**TEXT DER SEITE:**
☆ ☆ ☆ ☆ ☆

# Radon ZR Lady 6.0 vs Cube Access WLS Pro



## IBC-Lufi (7. April 2013)

Guten Abend 

ich möchte mir ein MTB Hardtail kaufen und kann mich noch nicht zwischen folgende Bikes entscheiden:

Radon ZR Lady 6.0 
http://www.radon-bikes.de/xist4c/web/ZR-Lady-6-0_id_21704_.htm

Cube Access WLS Pro (dieses bin ich schon Probegefahren und war sehr angenehm)
http://www.cube.eu/wls/access-wls-pro/

Wenn ich meine Rahmengrösse über die Schrittlänge (80 cm) berechne komme ich auf ein 18" Rahmen. Beide Bikes sind aber nur in Grösse 17" oder 19" verfügbar? Welche Grösse würdet ihr mir empfehlen?

Hier noch ein Paar andere persönliche Angaben:
- Körpergrösse 168 cm
- Gewicht 70 Kg
- Schrittlänge 80 cm
- Torsolänge 57 cm
- Schulterbreite 38 cm
- Armlänge 60 cm

Ich werde das Bike vorallem für Touren benutzen, in der Natur auf Asphaltierte- aber auch Wald- und Kiesstrassen.
Mir ist eine aufrechtere Sitzposition sehr wichtig, deshalb möchte ich ein Damen-Rahmen haben. 

Welches Bike und in welcher Rahmengrösse würdet ihr mir empfehlen? Danke im Voraus für eure Tipps

Gruss, Lucia


----------



## Frau Rauscher (7. April 2013)

ich bin 166 und hab auch ne 80er Schrittlänge.
Das Cube AMS war mir mit 16 Zoll schon zu lang!
Ich weiß aber jetzt nicht genau wie das von Dir genannte Modell "geschnitten" ist ... Wenn das kürzer ist, könnte es ja passen...
Würde Dir aber empfehlen nochmal was kleineres probe zu sitzen. Händler berkaufen einem ganz gern zu große Rahmen. Ist allerdings auch ein bisschen Geschmackssache.


----------



## MTB-News.de




----------



## IBC-Lufi (8. April 2013)

Frau Rauscher schrieb:


> ich bin 166 und hab auch ne 80er Schrittlänge.
> Das Cube AMS war mir mit 16 Zoll schon zu lang!
> Ich weiß aber jetzt nicht genau wie das von Dir genannte Modell "geschnitten" ist ... Wenn das kürzer ist, könnte es ja passen...
> Würde Dir aber empfehlen nochmal was kleineres probe zu sitzen. Händler berkaufen einem ganz gern zu große Rahmen. Ist allerdings auch ein bisschen Geschmackssache.


 
Guten Morgen Frau Rauscher,
welches Cube AMS Modelle hast Du? Dann könnte ich ein bisschen vergleichen.. Ist es auch eins mit Damen-Geometrie?

☆ ☆ ☆ ☆ ☆

**MATERIAL ZUR AUFGABE:**
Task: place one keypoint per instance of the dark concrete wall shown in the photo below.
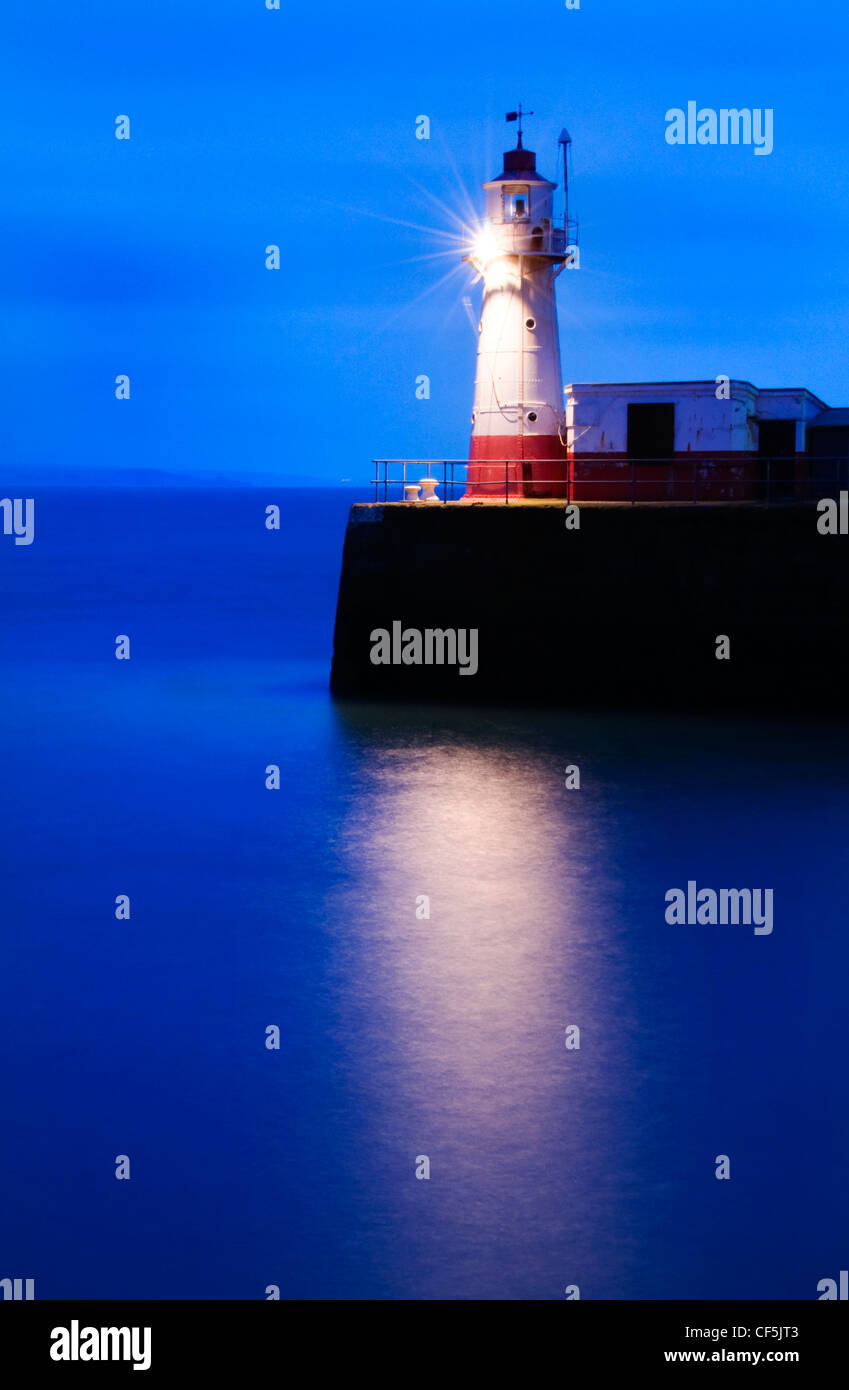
(623, 612)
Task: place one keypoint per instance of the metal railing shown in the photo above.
(599, 478)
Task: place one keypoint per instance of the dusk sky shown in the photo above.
(298, 127)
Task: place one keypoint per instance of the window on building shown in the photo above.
(516, 205)
(777, 438)
(650, 431)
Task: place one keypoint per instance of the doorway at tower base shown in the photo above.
(510, 466)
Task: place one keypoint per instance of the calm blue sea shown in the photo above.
(399, 1036)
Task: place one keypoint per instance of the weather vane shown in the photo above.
(517, 116)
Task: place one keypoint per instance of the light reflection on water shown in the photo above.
(549, 1166)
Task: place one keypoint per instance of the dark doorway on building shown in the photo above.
(777, 449)
(650, 431)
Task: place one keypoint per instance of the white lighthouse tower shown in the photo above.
(518, 434)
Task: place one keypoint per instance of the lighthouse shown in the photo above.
(518, 432)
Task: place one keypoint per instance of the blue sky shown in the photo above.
(298, 127)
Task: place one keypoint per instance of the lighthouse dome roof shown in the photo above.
(520, 166)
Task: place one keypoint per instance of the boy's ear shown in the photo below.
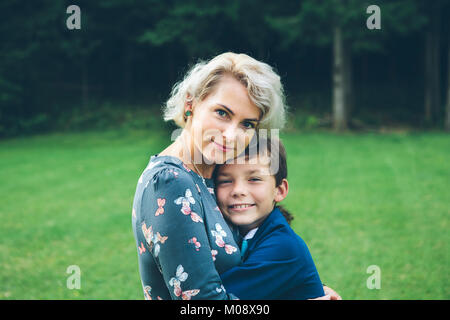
(282, 191)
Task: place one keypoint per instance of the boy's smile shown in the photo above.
(247, 193)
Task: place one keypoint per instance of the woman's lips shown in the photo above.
(221, 147)
(240, 207)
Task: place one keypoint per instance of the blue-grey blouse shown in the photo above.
(183, 241)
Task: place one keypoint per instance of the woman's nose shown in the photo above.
(230, 133)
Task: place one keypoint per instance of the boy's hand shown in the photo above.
(326, 297)
(330, 292)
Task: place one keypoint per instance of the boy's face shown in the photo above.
(247, 193)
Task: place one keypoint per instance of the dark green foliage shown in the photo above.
(131, 53)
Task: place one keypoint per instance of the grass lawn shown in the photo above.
(358, 200)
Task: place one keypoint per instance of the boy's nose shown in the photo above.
(238, 190)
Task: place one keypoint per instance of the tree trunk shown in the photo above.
(432, 68)
(429, 99)
(447, 118)
(84, 84)
(339, 92)
(348, 81)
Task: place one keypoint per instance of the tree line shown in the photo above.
(126, 49)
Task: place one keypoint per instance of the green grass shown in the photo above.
(358, 200)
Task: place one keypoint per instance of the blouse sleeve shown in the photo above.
(172, 221)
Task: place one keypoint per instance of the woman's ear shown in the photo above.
(282, 191)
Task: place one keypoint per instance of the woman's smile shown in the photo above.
(222, 147)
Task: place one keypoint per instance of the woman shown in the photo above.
(183, 241)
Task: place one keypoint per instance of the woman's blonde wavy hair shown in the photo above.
(263, 86)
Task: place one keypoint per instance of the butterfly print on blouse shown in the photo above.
(149, 167)
(176, 281)
(195, 242)
(161, 203)
(147, 293)
(219, 234)
(152, 239)
(214, 254)
(186, 202)
(141, 248)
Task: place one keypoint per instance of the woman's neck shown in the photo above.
(183, 149)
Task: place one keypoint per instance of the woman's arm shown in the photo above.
(173, 222)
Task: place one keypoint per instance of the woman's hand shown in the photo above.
(330, 292)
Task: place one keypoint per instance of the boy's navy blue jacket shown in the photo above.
(277, 265)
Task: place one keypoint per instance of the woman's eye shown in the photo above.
(221, 113)
(248, 125)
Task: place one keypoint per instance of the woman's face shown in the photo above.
(224, 122)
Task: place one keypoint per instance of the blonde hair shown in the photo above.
(263, 86)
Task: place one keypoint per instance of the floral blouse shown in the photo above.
(183, 242)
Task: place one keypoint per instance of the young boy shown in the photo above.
(276, 263)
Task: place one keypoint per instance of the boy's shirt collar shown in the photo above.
(250, 234)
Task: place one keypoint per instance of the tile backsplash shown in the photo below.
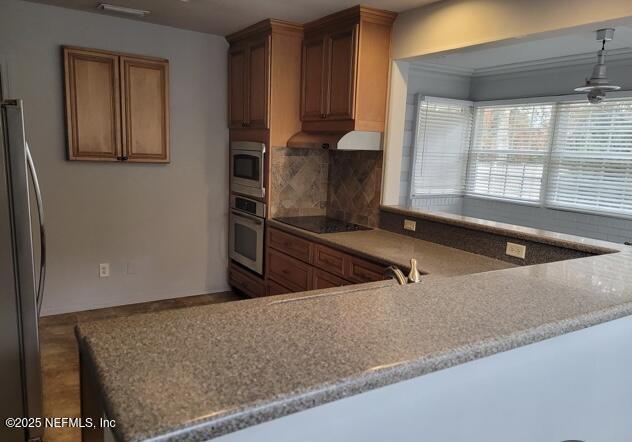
(341, 184)
(299, 182)
(355, 182)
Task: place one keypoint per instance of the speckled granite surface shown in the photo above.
(390, 248)
(200, 372)
(589, 245)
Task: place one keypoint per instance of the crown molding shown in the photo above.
(614, 56)
(436, 68)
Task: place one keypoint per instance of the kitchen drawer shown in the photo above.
(324, 280)
(245, 282)
(288, 271)
(274, 288)
(359, 270)
(291, 245)
(330, 260)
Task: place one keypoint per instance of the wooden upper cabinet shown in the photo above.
(92, 105)
(117, 106)
(236, 87)
(341, 50)
(355, 57)
(248, 78)
(264, 81)
(145, 105)
(258, 84)
(314, 77)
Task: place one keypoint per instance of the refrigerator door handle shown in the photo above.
(40, 216)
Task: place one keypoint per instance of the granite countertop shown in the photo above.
(201, 372)
(564, 240)
(391, 248)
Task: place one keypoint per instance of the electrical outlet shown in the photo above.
(132, 268)
(516, 250)
(104, 270)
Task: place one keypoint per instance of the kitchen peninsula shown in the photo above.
(391, 361)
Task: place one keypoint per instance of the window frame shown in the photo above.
(556, 100)
(542, 202)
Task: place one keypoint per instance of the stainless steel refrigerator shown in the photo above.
(22, 273)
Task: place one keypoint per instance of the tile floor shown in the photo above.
(60, 359)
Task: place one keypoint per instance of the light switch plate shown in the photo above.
(516, 250)
(104, 270)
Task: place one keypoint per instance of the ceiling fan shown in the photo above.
(597, 85)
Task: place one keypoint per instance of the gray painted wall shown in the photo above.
(162, 228)
(544, 82)
(533, 83)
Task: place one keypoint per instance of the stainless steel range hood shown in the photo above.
(353, 140)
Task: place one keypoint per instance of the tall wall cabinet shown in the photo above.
(117, 106)
(345, 70)
(264, 71)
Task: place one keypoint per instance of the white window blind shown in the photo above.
(509, 150)
(591, 157)
(442, 139)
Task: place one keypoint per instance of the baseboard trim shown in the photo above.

☆ ☆ ☆ ☆ ☆

**AUFGABEN:**
A – Zählen Sie die Zeilen der Datensätze, die die Zeichenfolge „wall“ enthalten, und geben Sie nur die Anzahl an.
B – Führen Sie bitte die Forumsdiskussion über die Wahl zwischen Radon ZR Lady 6.0 und Cube Access WLS Pro dort fort, wo sie endet.

**ERGEBNISSE:**
A – 3

B –
Bin bis jetzt nur das Cube Access WLS Pro in 19" Rahmen Probegefahren und es ging gut, da sie im Geschäft der 17" Rahmen nicht hatten, konnte ich aber kein vergleich mit dem kleineren Rahmen machen...

.... Das Radon ZR Lady 6.0 gefällt mir auch sehr. 
Da es aber auch nur in Grösse 17" oder 19" erhältlich ist und ich es leider nicht probefahren kann, wäre ich super dankbar um weitere Tipps zur Wahl der Rahmengrösse.
Wie schon erwähnt wäre teoretisch mit meiner Schrittlänge (80 cm) einen 18" Rahmen passend. In der erste Nachricht findet ihr noch andere Angaben zu Köroergrösse, Torsolänge usw...

*Ich hoffe auf weitere Antworten von euch Experten mit wertvollen Tipps...*

.. Möchte sobald wie möglich das Bike bestellen und dann los.. auf tolle Touren.. ich freue mich schon sehr darauf 

Gruss Lucia


----------



## Frau Rauscher (10. April 2013)

es war ein "normales" Cube AMS von 2008.
Ich habe es vor 2 Jahren schon verkauft. 
Viel besser kam ich auf dem AMS in 15 Zoll klar, das war ein WLS-Modell.

Vielleicht findest Du die Daten irgendwo zum vergleichen, ich würde an Deiner Stelle mal versuchen noch einen 16 Zoll Rahmen zu testen.


----------



## scylla (10. April 2013)

IBC-Lufi schrieb:


> Guten Abend
> 
> ich möchte mir ein MTB Hardtail kaufen und kann mich noch nicht zwischen folgende Bikes entscheiden:
> 
> ...




Damen-Rahmen muss nicht sein, du bist groß genug um auf einen "normalen" Unisex-Rahmen drauf zu passsen. 
Aufrechte Sitzposition wirst du auch an Herrenrahmen finden. Das kommt nicht auf "Damen" oder "Herren" an, sondern auf die effektive Oberrohrlänge  und die Vorbaulänge. 
Da hat jeder Hersteller ein anderes Konzept. Manche bauen sehr lange Rahmen, andere sehr kurze.

Rahmenhöhenberechnung über die Schrittlänge ist kompletter Käse! Das gibt einen ganz groben Richtwert über 3-4 Rahmengrößen 
Es kommt viel mehr auf die Oberrohrlänge an, und damit auf die Oberkörper- und Armlänge, wie man auf dem Rad sitzt. Bei der Schrittlänge muss man eigentlich nur beachten, dass man einigermaßen gut über dem Oberrohr stehen kann im Flachen. Also vergiss am besten diese komischen Rahmengrößenrechner, wo du die Schittlänge und sonst nichts eintragen musst.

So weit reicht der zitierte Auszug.